---- Source records

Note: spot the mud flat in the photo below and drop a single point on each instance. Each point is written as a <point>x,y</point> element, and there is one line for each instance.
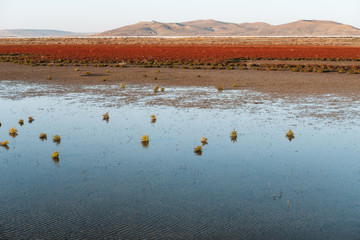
<point>276,83</point>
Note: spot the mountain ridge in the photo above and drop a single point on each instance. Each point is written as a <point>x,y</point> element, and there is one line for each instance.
<point>212,27</point>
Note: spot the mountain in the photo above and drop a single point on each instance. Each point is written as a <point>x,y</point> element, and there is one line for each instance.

--------

Once the pictures are set aside, reproduce the records in full and exactly.

Note: spot the mud flat in the photo below and drop a single point on each instance. Each point is written as a <point>x,y</point> element, and there is one line for each instance.
<point>276,83</point>
Note: spot the mountain ridge in the photo above and drop a single point on each instance. Each point is written as a <point>x,y</point> element, and there is one line for each instance.
<point>212,27</point>
Note: spot the mountain in the photo above and drop a single point on each instance. Each point is written as a <point>x,y</point> element, and there is one line for each instance.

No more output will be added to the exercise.